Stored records
- Opening Delimiter -

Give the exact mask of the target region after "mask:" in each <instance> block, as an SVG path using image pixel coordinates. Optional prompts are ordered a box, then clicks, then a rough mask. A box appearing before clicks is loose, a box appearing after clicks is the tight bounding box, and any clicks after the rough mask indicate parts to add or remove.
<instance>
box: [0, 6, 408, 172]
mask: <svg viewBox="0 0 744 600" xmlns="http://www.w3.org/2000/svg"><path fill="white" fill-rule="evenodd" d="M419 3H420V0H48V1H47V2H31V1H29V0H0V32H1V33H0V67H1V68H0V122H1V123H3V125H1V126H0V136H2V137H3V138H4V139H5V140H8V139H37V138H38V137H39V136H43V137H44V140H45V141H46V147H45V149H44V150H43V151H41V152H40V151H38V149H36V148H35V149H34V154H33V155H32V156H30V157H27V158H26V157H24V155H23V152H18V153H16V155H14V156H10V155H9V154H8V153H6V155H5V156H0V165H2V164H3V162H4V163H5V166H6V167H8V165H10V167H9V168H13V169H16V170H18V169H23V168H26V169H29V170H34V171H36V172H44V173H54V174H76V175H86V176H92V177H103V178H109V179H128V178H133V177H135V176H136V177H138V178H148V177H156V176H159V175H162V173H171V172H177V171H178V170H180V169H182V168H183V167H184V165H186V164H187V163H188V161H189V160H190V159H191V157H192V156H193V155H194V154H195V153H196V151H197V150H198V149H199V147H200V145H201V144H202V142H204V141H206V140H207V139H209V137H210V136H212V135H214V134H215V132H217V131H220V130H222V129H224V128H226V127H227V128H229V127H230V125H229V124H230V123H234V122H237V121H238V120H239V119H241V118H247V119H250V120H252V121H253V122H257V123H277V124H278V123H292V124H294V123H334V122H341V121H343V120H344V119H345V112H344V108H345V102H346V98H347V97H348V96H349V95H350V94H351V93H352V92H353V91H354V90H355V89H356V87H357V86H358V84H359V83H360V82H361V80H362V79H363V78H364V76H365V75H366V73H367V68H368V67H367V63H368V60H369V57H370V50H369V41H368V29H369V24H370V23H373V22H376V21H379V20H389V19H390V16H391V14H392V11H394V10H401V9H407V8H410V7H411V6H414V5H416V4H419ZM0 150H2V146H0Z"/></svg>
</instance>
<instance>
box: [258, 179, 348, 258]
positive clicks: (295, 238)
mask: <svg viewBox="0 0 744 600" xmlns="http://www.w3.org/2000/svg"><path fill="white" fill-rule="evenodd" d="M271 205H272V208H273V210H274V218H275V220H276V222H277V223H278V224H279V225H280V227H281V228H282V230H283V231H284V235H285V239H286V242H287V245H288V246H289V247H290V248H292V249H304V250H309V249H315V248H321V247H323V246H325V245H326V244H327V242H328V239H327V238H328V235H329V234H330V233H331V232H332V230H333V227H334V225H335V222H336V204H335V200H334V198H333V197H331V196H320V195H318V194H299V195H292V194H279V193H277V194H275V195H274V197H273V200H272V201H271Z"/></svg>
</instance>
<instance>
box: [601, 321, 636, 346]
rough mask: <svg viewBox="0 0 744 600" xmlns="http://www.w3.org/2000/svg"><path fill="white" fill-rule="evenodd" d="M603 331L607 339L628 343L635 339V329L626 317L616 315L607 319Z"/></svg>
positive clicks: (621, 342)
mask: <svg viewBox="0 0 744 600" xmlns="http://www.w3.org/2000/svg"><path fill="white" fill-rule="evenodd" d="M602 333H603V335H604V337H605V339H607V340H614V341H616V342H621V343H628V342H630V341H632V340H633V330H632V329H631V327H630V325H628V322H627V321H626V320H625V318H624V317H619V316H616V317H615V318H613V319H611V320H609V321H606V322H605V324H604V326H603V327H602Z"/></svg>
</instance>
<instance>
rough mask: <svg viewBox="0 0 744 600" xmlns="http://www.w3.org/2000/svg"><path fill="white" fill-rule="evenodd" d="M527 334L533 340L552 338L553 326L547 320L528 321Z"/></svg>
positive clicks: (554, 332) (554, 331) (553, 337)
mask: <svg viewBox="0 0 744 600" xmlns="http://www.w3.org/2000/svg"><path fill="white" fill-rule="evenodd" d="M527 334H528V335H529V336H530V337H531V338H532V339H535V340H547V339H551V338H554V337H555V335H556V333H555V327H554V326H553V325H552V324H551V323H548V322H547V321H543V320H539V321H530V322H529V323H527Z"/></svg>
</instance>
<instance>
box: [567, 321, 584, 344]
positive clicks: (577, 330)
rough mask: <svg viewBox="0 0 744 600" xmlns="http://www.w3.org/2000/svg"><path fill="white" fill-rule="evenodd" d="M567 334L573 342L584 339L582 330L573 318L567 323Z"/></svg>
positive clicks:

- Closing Delimiter -

▶ **What you have to do**:
Reproduce each line of the data without any change.

▶ **Output**:
Give the exact mask of the target region after "mask:" in each <instance> block, as an SVG path using image pixel coordinates. Optional prompts are ordered a box, then clicks, then a rough mask. A box appearing before clicks is loose, a box appearing after clicks is the tight bounding box, and any clicks after the rough mask indicate parts to add or remove.
<instance>
box: [0, 6, 408, 172]
mask: <svg viewBox="0 0 744 600" xmlns="http://www.w3.org/2000/svg"><path fill="white" fill-rule="evenodd" d="M419 3H420V0H48V1H47V2H31V1H29V0H0V32H1V33H0V67H1V68H0V122H1V123H3V125H1V126H0V136H2V137H3V138H4V139H5V140H8V139H37V138H38V137H39V136H43V137H44V140H45V141H46V147H45V149H44V150H43V151H41V152H40V151H38V149H36V148H35V149H34V154H33V155H32V156H30V157H27V158H26V157H24V155H23V152H18V153H16V155H14V156H10V155H9V154H8V153H6V155H5V156H0V165H2V164H3V162H4V163H5V166H6V167H8V165H10V167H9V168H13V169H16V170H18V169H23V168H26V169H29V170H34V171H36V172H44V173H54V174H76V175H86V176H92V177H103V178H109V179H128V178H133V177H135V176H136V177H138V178H148V177H156V176H159V175H162V173H171V172H177V171H178V170H180V169H182V168H183V167H184V165H186V164H187V163H188V161H189V160H190V159H191V157H192V156H193V155H194V154H195V153H196V151H197V150H198V149H199V147H200V145H201V144H202V142H204V141H206V140H207V139H209V137H210V136H212V135H214V134H215V132H217V131H220V130H222V129H224V128H226V127H227V128H229V127H230V125H229V124H230V123H234V122H237V121H238V120H239V119H241V118H247V119H250V120H252V121H253V122H257V123H277V124H278V123H292V124H294V123H334V122H341V121H343V120H344V119H345V112H344V108H345V102H346V98H347V97H348V96H349V95H350V94H351V93H352V92H353V91H354V90H355V89H356V87H357V86H358V84H359V83H360V82H361V80H362V79H363V78H364V76H365V75H366V73H367V68H368V67H367V63H368V60H369V57H370V50H369V41H368V29H369V24H370V23H373V22H376V21H379V20H389V19H390V16H391V14H392V11H394V10H401V9H407V8H410V7H411V6H414V5H416V4H419ZM0 150H2V146H0Z"/></svg>
</instance>
<instance>
box: [258, 179, 348, 258]
positive clicks: (295, 238)
mask: <svg viewBox="0 0 744 600" xmlns="http://www.w3.org/2000/svg"><path fill="white" fill-rule="evenodd" d="M271 205H272V208H273V210H274V218H275V220H276V222H277V223H278V224H279V225H280V227H281V228H282V230H283V231H284V235H285V239H286V242H287V245H288V246H289V247H290V248H292V249H304V250H309V249H315V248H321V247H323V246H325V245H326V244H327V242H328V239H327V238H328V235H329V234H330V233H331V232H332V230H333V227H334V225H335V222H336V204H335V200H334V198H333V197H331V196H320V195H318V194H299V195H292V194H279V193H277V194H275V195H274V197H273V200H272V201H271Z"/></svg>
</instance>
<instance>
box: [601, 321, 636, 346]
rough mask: <svg viewBox="0 0 744 600" xmlns="http://www.w3.org/2000/svg"><path fill="white" fill-rule="evenodd" d="M603 331L607 339L628 343L635 339V329L626 317L616 315L607 319Z"/></svg>
positive clicks: (621, 342)
mask: <svg viewBox="0 0 744 600" xmlns="http://www.w3.org/2000/svg"><path fill="white" fill-rule="evenodd" d="M602 333H603V335H604V337H605V339H607V340H614V341H616V342H621V343H628V342H630V341H632V340H633V330H632V329H631V327H630V325H628V322H627V321H626V320H625V318H624V317H619V316H616V317H615V318H613V319H611V320H609V321H606V322H605V324H604V326H603V327H602Z"/></svg>
</instance>
<instance>
rough mask: <svg viewBox="0 0 744 600" xmlns="http://www.w3.org/2000/svg"><path fill="white" fill-rule="evenodd" d="M527 334L533 340L552 338L553 326L547 320L528 321Z"/></svg>
positive clicks: (554, 332) (554, 331) (553, 337)
mask: <svg viewBox="0 0 744 600" xmlns="http://www.w3.org/2000/svg"><path fill="white" fill-rule="evenodd" d="M527 334H528V335H529V336H530V337H531V338H532V339H535V340H547V339H551V338H554V337H555V335H556V333H555V327H554V326H553V325H552V324H551V323H548V322H547V321H543V320H539V321H530V322H529V323H527Z"/></svg>
</instance>
<instance>
box: [567, 321, 584, 344]
positive clicks: (577, 330)
rough mask: <svg viewBox="0 0 744 600" xmlns="http://www.w3.org/2000/svg"><path fill="white" fill-rule="evenodd" d="M567 334L573 342L584 339L582 330L573 318L567 323Z"/></svg>
positive clicks:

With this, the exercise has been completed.